| Exercise goal |
Output the data verbatim, with nothing added or dropped.

+++

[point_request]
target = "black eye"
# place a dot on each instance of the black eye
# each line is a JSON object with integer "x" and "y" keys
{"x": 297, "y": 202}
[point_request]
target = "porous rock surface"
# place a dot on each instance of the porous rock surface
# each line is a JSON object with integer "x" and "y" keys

+++

| Solution to this problem |
[point_request]
target = "black eye"
# place a dot on each instance of the black eye
# each line is a JSON object with integer "x" and "y" keys
{"x": 297, "y": 202}
[point_request]
target = "porous rock surface"
# place a dot on each instance of the porous rock surface
# each line is a JSON object with integer "x" and "y" keys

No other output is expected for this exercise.